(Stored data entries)
/---

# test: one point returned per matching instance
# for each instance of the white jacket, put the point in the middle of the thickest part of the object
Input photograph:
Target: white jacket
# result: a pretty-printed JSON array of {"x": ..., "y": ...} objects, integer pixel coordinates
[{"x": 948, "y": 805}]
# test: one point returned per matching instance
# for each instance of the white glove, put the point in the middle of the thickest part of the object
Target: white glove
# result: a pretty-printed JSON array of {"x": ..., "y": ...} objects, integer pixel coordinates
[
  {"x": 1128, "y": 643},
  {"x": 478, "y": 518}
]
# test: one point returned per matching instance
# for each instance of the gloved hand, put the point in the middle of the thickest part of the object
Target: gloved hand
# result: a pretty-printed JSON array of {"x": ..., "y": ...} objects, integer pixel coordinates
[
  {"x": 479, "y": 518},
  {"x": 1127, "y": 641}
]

\---

§ **PROBLEM DESCRIPTION**
The answer must consist of each line from the entries that contains the string "jacket".

§ **REPLY**
# for each instance of the white jacket, put the point in the middle of the thickest part of the object
Target: white jacket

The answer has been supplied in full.